_Exercise description_. Express the entries below as a two-column CSV with the headers "instruction" and "coordinates", one row per entry: the instruction text in the first column and its answer in the second. Put each field in double quotes, replace line breaks with spaces, and omit the pictures.

Entries from a point labeling set:
::::::::

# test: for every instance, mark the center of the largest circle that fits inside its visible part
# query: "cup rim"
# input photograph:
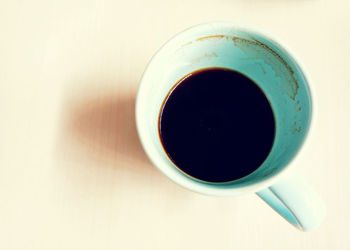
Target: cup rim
(219, 190)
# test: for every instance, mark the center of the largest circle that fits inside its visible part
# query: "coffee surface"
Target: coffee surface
(217, 125)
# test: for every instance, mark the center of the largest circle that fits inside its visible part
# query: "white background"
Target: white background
(73, 174)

::::::::

_Full solution_.
instruction,coordinates
"# test: for every instance, mark the center of the largest circle that fits inside its visible part # query: ""cup rim"" # input photograph: Target: cup rim","(219, 190)"
"# test: for every instance, mark the center of the largest circle that fits inside its visible part # query: ""coffee surface"" Target: coffee surface","(217, 125)"
"# test: for every instance, mark the center of the largest circle that fits inside its visible part # query: ""white background"" Target: white background","(73, 174)"